● **Exercise 1**
In the rows below, copy every line from the one containing "Project: object detection — folded" through the last row, requests included. Shift each bounding-box coordinate in the answers up by 93, and leave the requests and their sample coordinates unchanged.

● **Text extract**
────
I suggest a compromise, such as the following wording:
"When sources are mentioned within the body of an article, it is helpful to identify them clearly on the first mention. For example, this would mean including the first name and surname, that is, the full name the person usually uses. Even better is to include some information about the person's relevant background, such as, 'John Smith, a history professor at Yale University, writes that ...' " Maurreen 16:12, 8 August 2006 (UTC)

JA: Sure. I think it's all the difference in the world between "it is helpful to …" and "should …". Jon Awbrey 20:44, 8 August 2006 (UTC)

Inline citations not preferred style?

I recently was admonished for adding inline citations to an article, as the admonishing editor believed them not to be the "preferred style" of Wikipedia. Any validity to this assertion? --Tcatts 19:57, 8 August 2006 (UTC)

Wow, that editor is definitely wrong. Inline citations are now required for any FA article plange 20:00, 8 August 2006 (UTC)
Thanks, plange. It's good to know I'm on the right track. If anyone else has a point of view here, I'd be glad to hear it. --Tcatts 20:11, 8 August 2006 (UTC)
I'm a fairly new WP editor, and to me, the phrase inline citation is rather vague. Certainly WP style is to include information about citations within sentences or paragraphs, and not just put a list of references at the end of the article. However, there are several competing systems to accomplish that. It is preferred that if you edit an existing article, you follow whatever system already exists for that article, or if a change is necessary, get consensus for the change on the article's talk page before proceeding. --Gerry Ashton 20:13, 8 August 2006 (UTC)
Correct. There are several methods... you should also check with any WikiProjects that might have your article in their scope to make sure they also don't have a preferred method. But, as Gerry said, a big no-no is mixing inline citation styles in the same article.plange 20:47, 8 August 2006 (UTC)

Personally, I think you need footnotes. You shouldn't, for example, just leave external links inline. But you need the forward reference - just putting a list of references at the end of the page makes a big mess. I hope everyone will eventually use the <ref> style for making footnotes, which enables the software to do the right thing. -- Beland 04:10, 10 August 2006 (UTC)

Make a button to do footnotes and more people will do them. --Blouis79 01:03, 14 September 2006 (UTC)--Blouis79 01:03, 14 September 2006 (UTC)
────
● **Extracted data**
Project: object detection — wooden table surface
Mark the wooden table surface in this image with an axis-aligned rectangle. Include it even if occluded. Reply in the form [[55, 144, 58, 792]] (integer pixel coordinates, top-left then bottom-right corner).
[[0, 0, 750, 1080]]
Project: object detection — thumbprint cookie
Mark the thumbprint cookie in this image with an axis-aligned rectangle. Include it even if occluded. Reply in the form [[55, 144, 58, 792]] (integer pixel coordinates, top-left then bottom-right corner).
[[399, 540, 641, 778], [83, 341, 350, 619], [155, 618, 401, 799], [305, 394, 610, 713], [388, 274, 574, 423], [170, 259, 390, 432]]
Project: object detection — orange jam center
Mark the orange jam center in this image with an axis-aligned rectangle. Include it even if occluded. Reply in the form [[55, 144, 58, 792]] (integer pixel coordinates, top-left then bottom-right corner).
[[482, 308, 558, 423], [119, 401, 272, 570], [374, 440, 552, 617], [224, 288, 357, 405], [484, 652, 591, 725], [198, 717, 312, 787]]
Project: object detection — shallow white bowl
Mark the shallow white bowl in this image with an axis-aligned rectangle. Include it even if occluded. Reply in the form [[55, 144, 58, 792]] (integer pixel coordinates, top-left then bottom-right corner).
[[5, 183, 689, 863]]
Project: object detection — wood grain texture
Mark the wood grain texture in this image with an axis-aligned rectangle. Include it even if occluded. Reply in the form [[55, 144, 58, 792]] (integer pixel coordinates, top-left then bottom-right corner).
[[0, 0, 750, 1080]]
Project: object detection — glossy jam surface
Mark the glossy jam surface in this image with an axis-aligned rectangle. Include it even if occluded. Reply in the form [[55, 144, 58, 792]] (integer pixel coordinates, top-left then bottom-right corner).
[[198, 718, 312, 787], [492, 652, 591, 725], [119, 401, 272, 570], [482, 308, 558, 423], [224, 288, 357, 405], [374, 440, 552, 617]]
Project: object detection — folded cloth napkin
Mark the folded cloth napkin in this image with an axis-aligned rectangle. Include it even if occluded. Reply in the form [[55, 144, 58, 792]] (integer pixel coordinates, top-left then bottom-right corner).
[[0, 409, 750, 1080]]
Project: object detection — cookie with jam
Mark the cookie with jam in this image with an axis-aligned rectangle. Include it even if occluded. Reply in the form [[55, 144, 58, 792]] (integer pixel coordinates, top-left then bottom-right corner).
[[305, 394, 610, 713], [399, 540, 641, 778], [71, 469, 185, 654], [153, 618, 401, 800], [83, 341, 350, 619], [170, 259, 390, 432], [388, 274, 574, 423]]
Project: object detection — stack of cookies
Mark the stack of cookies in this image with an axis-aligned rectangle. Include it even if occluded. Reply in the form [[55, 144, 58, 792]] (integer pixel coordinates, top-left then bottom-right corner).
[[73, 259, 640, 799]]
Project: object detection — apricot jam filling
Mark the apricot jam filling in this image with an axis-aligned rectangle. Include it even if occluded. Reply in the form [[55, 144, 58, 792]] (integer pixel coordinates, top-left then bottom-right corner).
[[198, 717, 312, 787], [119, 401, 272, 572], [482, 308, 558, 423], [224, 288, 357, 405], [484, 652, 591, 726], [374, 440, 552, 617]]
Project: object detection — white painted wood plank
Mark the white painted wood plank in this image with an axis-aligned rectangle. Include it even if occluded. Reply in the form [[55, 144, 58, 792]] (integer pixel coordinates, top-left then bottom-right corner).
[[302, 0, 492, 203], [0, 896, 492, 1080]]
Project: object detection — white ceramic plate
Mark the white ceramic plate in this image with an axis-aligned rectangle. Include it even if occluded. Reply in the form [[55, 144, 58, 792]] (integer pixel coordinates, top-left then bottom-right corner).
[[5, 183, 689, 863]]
────
● **Exercise 2**
In the discussion on inline citations above, what does Blouis79 propose to get more people to do footnotes?

● **Task output 1**
Project: object detection — folded cloth napkin
Mark the folded cloth napkin in this image with an axis-aligned rectangle. Include it even if occluded. Reply in the form [[55, 144, 58, 792]] (integer pixel coordinates, top-left then bottom-right corner).
[[93, 502, 843, 1173]]
Project: object detection — cookie with jam
Mark the cookie with jam in this image with an axis-aligned rectangle. Include it even if occluded. Reply in the form [[55, 144, 58, 792]] (integer pixel coordinates, top-left then bottom-right corner).
[[398, 487, 703, 806], [492, 633, 734, 871], [164, 562, 278, 747], [246, 711, 494, 893], [176, 434, 443, 712], [263, 352, 483, 525], [481, 367, 667, 516]]
Project: object detection — stack of cookies
Mark the stack of cookies in this image with an axis-aligned rectangle. Include it even if occluded. Reply in the form [[55, 144, 58, 792]] (integer pixel coordinates, top-left then bottom-right corner).
[[166, 352, 733, 892]]
Project: object detection — apricot jam filling
Mark the apricot jam filling in this image with an axis-aligned rectangle. Include it even if occluded. Reply in the form [[55, 144, 58, 792]] (integer pixel coordinates, top-left then bottom-right corner).
[[291, 810, 405, 880], [212, 494, 365, 665], [575, 401, 651, 516], [317, 381, 450, 498], [577, 745, 684, 819], [467, 533, 645, 710]]
Project: object detection — white painted wood plank
Mark the white painted wood plank in this image with an axis-aligned rectangle. Include it even if occluded. Reply in the form [[55, 144, 58, 792]] (integer pixel coordinates, top-left then bottom-right corner).
[[395, 93, 585, 296], [93, 989, 585, 1173]]
Project: object detection — white ceramic plate
Mark the white ceramic plate in this image with an axis-aligned rectangle. Include it even if occluded. Reply in the form [[55, 144, 58, 792]] (integer pixel coordinates, top-left then bottom-right corner).
[[98, 276, 782, 956]]

● **Task output 2**
Make a button to do footnotes.